• _Given data_
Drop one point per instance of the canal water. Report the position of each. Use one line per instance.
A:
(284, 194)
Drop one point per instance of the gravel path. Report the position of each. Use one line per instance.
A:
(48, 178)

• _The problem_
Please transcribe the material above in full, keeping every character intact.

• _Solution to the problem_
Drop one point per instance of the canal water. Report the position of each. Use one line per instance.
A:
(284, 194)
Drop one point per instance of the gravel path. Report the position of each. Use one line per instance.
A:
(48, 178)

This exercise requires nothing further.